→ **Stated problem**
Rewrite the records from the line with "coastline and record the pixel coordinates." up to and including the line with "(1242, 444)". Keep each request line unchanged and raise every pixel coordinate in the answers by 99.

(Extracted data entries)
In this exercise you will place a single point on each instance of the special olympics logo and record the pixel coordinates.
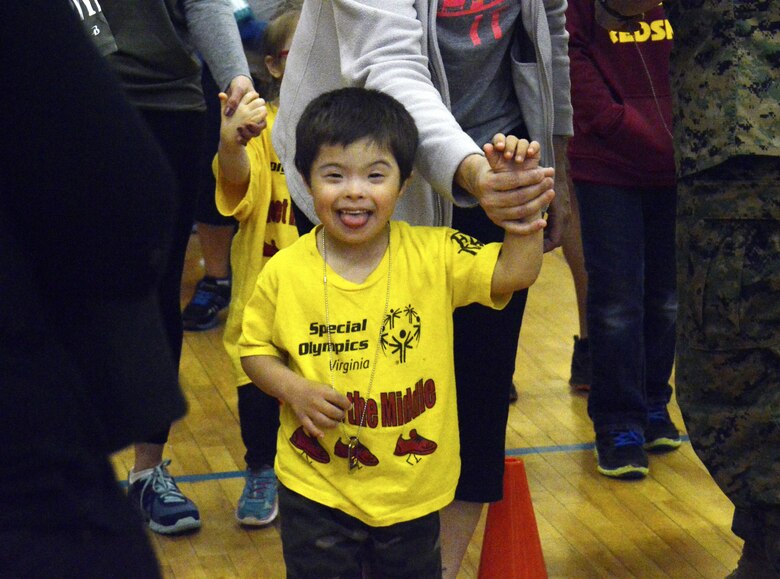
(400, 332)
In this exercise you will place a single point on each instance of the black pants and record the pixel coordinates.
(180, 135)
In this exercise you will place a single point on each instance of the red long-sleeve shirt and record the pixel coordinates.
(620, 117)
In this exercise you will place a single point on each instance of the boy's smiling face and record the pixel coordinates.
(355, 190)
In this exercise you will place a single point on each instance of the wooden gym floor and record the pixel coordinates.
(675, 523)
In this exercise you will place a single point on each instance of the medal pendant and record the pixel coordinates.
(352, 462)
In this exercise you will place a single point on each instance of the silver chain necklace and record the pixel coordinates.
(354, 441)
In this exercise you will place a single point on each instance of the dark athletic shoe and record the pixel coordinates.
(212, 295)
(619, 454)
(661, 435)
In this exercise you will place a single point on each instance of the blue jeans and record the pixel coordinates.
(628, 238)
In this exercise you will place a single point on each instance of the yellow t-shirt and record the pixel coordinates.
(266, 225)
(409, 463)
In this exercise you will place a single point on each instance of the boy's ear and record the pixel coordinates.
(405, 184)
(273, 66)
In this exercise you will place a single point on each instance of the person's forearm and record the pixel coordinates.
(518, 263)
(468, 173)
(234, 171)
(269, 374)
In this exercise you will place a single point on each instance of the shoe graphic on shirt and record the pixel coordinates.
(363, 455)
(414, 447)
(311, 447)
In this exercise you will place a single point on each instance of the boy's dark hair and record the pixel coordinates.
(347, 115)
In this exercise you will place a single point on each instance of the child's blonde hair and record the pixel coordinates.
(279, 30)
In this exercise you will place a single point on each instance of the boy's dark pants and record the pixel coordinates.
(319, 541)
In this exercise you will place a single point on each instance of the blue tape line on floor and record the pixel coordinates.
(194, 478)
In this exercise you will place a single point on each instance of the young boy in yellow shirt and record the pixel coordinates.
(351, 327)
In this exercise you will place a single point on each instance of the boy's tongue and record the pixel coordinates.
(354, 219)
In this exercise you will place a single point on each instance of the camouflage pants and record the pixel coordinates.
(728, 346)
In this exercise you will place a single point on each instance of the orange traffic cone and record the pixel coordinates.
(511, 548)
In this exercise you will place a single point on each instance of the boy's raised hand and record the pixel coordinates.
(251, 112)
(507, 153)
(317, 406)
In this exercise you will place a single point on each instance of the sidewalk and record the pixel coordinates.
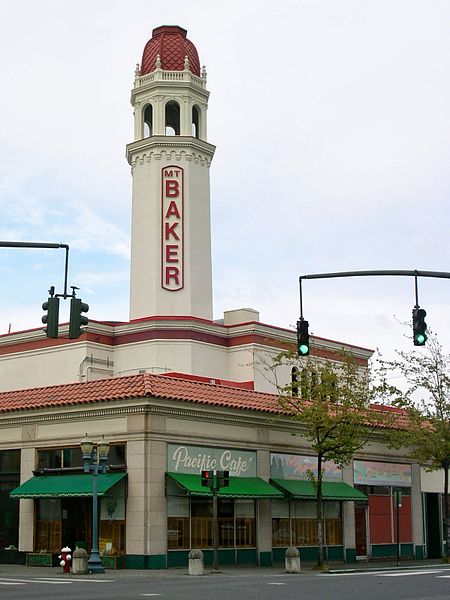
(227, 570)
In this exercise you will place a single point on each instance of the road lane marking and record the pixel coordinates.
(407, 573)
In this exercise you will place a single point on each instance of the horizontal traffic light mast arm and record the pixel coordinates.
(396, 273)
(415, 273)
(43, 245)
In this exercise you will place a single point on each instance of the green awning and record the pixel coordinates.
(331, 490)
(240, 487)
(60, 486)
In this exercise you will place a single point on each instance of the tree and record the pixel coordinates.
(426, 402)
(332, 403)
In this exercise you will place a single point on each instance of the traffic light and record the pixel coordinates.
(52, 316)
(302, 337)
(207, 478)
(223, 479)
(77, 319)
(419, 326)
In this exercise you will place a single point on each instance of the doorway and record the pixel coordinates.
(361, 531)
(76, 522)
(433, 526)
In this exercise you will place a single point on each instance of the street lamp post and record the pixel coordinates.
(95, 461)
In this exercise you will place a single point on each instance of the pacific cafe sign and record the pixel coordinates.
(172, 228)
(193, 459)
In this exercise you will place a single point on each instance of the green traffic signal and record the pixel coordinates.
(419, 326)
(77, 319)
(51, 318)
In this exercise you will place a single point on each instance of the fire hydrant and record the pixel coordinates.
(66, 559)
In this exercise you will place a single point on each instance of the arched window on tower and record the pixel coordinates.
(195, 122)
(148, 121)
(172, 118)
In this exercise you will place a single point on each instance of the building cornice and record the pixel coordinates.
(155, 146)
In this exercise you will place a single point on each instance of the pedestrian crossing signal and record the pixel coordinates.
(207, 478)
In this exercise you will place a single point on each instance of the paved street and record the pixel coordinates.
(431, 583)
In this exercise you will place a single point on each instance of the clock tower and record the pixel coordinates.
(170, 160)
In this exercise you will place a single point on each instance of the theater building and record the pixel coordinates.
(174, 392)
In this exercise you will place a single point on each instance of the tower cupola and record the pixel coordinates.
(168, 49)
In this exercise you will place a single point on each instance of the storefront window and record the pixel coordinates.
(281, 533)
(244, 511)
(48, 525)
(177, 523)
(71, 458)
(112, 522)
(237, 526)
(296, 524)
(9, 508)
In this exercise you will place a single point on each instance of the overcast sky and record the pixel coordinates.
(331, 121)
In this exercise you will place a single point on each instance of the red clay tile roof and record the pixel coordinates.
(159, 386)
(172, 46)
(137, 386)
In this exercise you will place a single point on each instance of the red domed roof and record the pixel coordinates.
(172, 46)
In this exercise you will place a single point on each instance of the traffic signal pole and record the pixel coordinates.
(396, 273)
(43, 245)
(215, 530)
(51, 306)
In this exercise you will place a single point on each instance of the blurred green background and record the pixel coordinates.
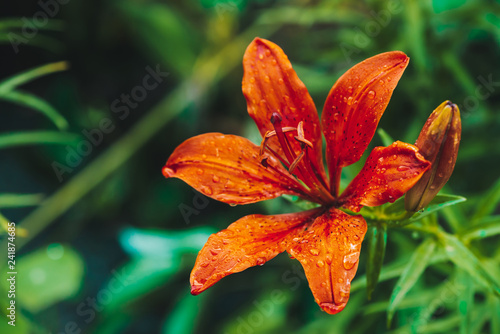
(104, 243)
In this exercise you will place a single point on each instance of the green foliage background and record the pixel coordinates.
(104, 246)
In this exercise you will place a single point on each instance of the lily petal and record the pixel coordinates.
(250, 241)
(354, 106)
(329, 252)
(388, 173)
(271, 85)
(228, 168)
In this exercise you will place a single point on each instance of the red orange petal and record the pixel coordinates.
(250, 241)
(329, 253)
(354, 106)
(228, 168)
(388, 173)
(270, 85)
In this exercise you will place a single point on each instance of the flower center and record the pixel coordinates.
(298, 164)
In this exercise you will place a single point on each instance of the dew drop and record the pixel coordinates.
(314, 251)
(206, 190)
(167, 172)
(350, 260)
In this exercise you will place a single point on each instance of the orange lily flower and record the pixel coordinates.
(231, 169)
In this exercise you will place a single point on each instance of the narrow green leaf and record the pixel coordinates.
(8, 200)
(377, 240)
(19, 23)
(463, 258)
(413, 270)
(488, 203)
(494, 305)
(18, 79)
(9, 140)
(485, 229)
(385, 137)
(465, 301)
(34, 102)
(439, 202)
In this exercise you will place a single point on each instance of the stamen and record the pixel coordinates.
(296, 161)
(300, 135)
(270, 134)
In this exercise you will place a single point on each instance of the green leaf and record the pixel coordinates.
(487, 228)
(8, 140)
(385, 137)
(439, 202)
(377, 240)
(34, 102)
(14, 81)
(463, 258)
(8, 200)
(413, 270)
(465, 301)
(47, 276)
(488, 203)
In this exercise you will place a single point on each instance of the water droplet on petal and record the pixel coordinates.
(350, 260)
(167, 172)
(314, 251)
(206, 190)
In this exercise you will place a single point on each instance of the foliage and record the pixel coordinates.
(86, 127)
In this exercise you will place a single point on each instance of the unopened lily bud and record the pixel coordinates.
(438, 142)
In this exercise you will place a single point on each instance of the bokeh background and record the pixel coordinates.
(105, 244)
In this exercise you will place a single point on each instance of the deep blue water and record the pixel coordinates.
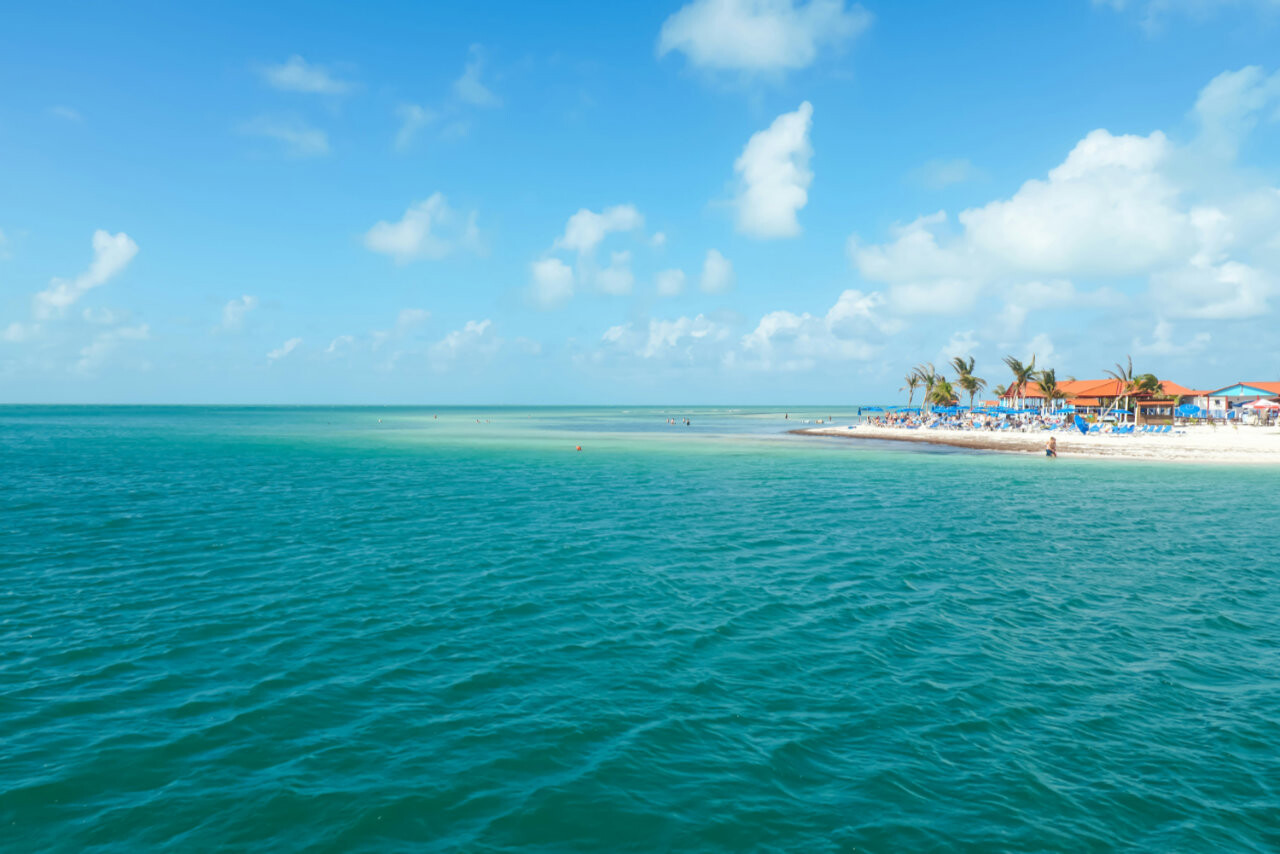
(306, 629)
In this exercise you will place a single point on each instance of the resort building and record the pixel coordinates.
(1098, 396)
(1221, 401)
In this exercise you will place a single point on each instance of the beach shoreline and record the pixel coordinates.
(1246, 444)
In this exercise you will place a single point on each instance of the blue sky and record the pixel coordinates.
(718, 201)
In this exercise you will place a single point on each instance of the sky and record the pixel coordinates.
(699, 202)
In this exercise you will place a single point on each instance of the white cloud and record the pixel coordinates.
(775, 176)
(786, 341)
(1162, 342)
(670, 283)
(298, 76)
(298, 138)
(429, 229)
(666, 339)
(552, 282)
(1184, 218)
(412, 118)
(1226, 291)
(1229, 106)
(586, 229)
(284, 350)
(617, 278)
(92, 355)
(112, 254)
(469, 87)
(759, 35)
(474, 341)
(1025, 297)
(236, 310)
(717, 273)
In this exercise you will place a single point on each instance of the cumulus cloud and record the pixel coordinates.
(717, 273)
(475, 339)
(759, 35)
(670, 283)
(469, 87)
(786, 341)
(296, 136)
(236, 311)
(775, 177)
(298, 76)
(112, 254)
(552, 282)
(677, 338)
(586, 229)
(429, 229)
(1198, 229)
(1232, 104)
(283, 350)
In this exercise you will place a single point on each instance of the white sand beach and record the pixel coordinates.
(1200, 443)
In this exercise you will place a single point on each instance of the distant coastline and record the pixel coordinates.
(1246, 444)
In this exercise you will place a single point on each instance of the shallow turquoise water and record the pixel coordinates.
(302, 629)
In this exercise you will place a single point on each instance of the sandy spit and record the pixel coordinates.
(1242, 444)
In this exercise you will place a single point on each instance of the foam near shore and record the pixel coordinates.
(1200, 443)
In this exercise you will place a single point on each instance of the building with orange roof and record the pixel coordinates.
(1220, 401)
(1095, 396)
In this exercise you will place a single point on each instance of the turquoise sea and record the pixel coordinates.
(374, 629)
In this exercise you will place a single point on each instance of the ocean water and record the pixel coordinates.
(368, 630)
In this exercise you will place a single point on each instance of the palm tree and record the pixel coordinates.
(1047, 380)
(913, 382)
(1123, 374)
(965, 379)
(1147, 386)
(1022, 373)
(942, 393)
(928, 379)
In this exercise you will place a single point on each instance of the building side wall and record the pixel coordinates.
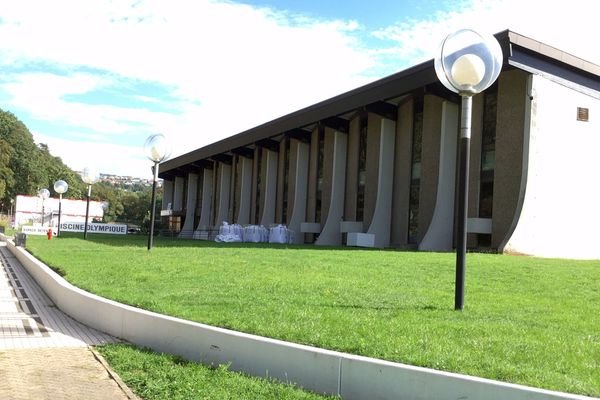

→ **Written solution**
In this exercise you will place a single point on each instance of the distant coastline and record the pixel coordinates.
(1345, 543)
In this exercise you will place a single point on each instance of the shallow turquoise water and record the pixel coordinates.
(401, 728)
In this exercise you will place a single point on each instance of the sandy spit and record the pixel coordinates.
(1341, 543)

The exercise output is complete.